Start Entries provided

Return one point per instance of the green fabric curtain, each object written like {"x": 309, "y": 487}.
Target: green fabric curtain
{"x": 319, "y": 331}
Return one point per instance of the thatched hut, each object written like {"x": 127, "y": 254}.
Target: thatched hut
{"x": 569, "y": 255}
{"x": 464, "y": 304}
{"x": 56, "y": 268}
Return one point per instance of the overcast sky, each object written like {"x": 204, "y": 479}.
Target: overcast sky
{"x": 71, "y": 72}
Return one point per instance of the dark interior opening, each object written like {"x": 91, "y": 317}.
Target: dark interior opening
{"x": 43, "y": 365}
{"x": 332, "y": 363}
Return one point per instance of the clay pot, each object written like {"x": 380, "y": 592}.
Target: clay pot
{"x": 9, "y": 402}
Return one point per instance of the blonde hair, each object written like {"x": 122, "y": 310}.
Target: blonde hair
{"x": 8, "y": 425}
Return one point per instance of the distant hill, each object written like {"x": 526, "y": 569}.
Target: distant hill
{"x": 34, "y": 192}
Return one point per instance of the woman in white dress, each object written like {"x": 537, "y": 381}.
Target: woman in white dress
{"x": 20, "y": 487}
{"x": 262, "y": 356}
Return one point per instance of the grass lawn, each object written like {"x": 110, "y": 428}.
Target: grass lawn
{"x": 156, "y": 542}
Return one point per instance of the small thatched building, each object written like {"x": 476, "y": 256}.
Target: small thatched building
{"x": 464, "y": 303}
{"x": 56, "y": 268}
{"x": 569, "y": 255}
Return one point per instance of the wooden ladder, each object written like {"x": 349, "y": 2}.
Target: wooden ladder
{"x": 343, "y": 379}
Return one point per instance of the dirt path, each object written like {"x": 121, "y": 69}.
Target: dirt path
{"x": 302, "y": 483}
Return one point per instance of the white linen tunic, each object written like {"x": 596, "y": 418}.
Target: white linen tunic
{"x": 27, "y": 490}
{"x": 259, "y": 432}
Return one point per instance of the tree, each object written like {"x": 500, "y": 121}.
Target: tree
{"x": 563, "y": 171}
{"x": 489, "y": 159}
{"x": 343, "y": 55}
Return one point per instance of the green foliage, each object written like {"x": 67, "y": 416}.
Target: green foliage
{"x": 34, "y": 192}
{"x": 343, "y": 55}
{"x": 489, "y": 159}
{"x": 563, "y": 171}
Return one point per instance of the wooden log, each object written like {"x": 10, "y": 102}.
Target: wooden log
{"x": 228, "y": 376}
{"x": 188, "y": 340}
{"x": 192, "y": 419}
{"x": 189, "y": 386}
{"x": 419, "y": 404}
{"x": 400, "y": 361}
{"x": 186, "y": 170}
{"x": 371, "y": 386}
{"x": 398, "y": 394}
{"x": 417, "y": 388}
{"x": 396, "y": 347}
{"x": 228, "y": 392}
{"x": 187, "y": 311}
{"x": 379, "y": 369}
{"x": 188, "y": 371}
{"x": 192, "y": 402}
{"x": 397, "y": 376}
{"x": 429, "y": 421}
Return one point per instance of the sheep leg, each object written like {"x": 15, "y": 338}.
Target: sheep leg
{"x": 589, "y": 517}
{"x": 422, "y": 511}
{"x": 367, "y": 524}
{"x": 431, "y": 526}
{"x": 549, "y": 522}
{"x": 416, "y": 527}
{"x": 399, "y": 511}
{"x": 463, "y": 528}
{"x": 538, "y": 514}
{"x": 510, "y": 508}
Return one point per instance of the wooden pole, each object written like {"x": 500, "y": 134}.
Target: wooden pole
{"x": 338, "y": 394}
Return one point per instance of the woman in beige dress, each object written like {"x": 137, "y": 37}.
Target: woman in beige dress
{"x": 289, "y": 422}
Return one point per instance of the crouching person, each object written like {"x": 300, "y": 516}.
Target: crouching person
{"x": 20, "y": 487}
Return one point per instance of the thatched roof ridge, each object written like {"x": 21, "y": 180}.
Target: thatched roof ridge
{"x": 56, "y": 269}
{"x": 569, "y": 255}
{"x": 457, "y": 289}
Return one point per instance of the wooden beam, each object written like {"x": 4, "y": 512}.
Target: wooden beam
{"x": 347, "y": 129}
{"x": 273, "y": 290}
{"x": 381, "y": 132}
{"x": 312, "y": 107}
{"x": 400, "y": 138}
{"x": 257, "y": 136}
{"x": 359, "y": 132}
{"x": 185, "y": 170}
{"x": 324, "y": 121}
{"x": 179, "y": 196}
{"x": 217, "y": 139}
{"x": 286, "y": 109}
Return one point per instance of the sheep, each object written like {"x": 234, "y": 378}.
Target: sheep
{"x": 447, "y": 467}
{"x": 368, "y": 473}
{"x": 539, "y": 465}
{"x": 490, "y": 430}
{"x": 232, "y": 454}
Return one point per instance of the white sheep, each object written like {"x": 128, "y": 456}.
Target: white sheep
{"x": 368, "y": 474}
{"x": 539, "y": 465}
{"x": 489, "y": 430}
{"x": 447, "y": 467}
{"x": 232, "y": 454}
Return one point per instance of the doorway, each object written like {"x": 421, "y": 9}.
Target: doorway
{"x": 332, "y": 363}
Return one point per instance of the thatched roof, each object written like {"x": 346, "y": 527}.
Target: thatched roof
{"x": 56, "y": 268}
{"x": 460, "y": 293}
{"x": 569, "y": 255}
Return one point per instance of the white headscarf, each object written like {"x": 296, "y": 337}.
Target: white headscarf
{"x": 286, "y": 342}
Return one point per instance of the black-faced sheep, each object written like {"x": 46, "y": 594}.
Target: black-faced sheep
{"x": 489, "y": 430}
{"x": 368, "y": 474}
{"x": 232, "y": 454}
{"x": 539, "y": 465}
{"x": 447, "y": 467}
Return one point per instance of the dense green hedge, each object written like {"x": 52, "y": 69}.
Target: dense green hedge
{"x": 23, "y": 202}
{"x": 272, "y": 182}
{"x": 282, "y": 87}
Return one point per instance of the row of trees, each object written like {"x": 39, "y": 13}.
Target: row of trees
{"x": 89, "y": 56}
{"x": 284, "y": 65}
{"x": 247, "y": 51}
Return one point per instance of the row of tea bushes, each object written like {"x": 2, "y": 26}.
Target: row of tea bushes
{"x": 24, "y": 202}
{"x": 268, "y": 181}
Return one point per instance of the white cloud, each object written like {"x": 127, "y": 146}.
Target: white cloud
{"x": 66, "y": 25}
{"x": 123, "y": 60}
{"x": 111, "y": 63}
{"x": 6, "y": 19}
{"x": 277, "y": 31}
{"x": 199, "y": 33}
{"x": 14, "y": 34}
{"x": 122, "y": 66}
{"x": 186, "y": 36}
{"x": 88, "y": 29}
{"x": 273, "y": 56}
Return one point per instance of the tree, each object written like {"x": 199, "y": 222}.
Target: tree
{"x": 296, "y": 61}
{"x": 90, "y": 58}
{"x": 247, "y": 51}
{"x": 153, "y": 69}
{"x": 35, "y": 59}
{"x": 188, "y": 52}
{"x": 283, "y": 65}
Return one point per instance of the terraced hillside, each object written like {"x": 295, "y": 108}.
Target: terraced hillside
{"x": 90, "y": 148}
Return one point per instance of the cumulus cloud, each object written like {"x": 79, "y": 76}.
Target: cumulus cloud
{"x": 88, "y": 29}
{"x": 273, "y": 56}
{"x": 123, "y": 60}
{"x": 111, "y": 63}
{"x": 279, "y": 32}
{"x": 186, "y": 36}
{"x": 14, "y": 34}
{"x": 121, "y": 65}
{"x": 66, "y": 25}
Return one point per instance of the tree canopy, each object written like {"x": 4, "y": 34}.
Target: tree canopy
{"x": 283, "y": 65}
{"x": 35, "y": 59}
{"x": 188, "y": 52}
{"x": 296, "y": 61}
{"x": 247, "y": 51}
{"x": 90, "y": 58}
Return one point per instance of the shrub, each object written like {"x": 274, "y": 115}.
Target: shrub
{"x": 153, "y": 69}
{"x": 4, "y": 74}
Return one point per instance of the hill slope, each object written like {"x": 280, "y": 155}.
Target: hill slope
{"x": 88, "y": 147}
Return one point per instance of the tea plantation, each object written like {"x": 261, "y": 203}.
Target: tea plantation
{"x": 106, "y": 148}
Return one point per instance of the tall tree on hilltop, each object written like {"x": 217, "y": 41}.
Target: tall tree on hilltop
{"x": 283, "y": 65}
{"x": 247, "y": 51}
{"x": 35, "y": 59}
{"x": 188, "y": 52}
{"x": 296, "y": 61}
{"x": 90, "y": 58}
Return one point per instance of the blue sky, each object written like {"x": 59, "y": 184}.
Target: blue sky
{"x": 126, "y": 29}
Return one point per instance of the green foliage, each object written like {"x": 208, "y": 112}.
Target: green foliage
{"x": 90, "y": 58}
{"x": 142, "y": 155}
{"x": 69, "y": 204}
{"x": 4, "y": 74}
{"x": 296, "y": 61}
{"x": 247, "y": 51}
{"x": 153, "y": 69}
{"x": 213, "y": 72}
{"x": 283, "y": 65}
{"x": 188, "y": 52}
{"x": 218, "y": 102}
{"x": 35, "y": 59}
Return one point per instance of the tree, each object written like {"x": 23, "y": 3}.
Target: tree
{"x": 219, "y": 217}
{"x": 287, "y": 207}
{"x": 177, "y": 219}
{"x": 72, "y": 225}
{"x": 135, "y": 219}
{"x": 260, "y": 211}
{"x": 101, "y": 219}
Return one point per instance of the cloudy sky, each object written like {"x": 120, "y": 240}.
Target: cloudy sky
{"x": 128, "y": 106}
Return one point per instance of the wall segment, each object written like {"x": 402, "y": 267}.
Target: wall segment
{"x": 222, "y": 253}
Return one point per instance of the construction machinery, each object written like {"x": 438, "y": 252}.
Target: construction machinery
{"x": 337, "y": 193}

End Entries provided

--- Stated task ---
Rewrite the entries starting with the line containing "Return one point per instance of the tall" and running through the end of the entries, replacing "green foliage" with "green leaves" and changing nothing else.

--- Exercise result ---
Return one point per instance of the tall tree on hilltop, each object written like {"x": 217, "y": 41}.
Target: tall tree on hilltop
{"x": 283, "y": 65}
{"x": 247, "y": 51}
{"x": 35, "y": 59}
{"x": 188, "y": 52}
{"x": 296, "y": 61}
{"x": 90, "y": 58}
Return one point per instance of the blue sky, each object written like {"x": 59, "y": 184}.
Target: blue sky
{"x": 126, "y": 29}
Return one point per instance of the green leaves, each object written like {"x": 208, "y": 112}.
Target: green leaves
{"x": 90, "y": 58}
{"x": 142, "y": 155}
{"x": 69, "y": 204}
{"x": 4, "y": 74}
{"x": 296, "y": 61}
{"x": 247, "y": 51}
{"x": 153, "y": 69}
{"x": 213, "y": 72}
{"x": 283, "y": 65}
{"x": 188, "y": 52}
{"x": 218, "y": 102}
{"x": 35, "y": 59}
Return one point per instance of the tree, each object written like {"x": 23, "y": 3}.
Target: tree
{"x": 219, "y": 217}
{"x": 287, "y": 207}
{"x": 177, "y": 219}
{"x": 72, "y": 225}
{"x": 135, "y": 219}
{"x": 260, "y": 211}
{"x": 101, "y": 219}
Return one point per instance of the cloudy sky, each object written like {"x": 120, "y": 240}.
Target: cloudy sky
{"x": 128, "y": 106}
Return one point per instance of the wall segment, each object written like {"x": 402, "y": 267}.
Target: wall segment
{"x": 222, "y": 253}
Return one point per instance of the construction machinery, each object written like {"x": 438, "y": 252}.
Target: construction machinery
{"x": 337, "y": 193}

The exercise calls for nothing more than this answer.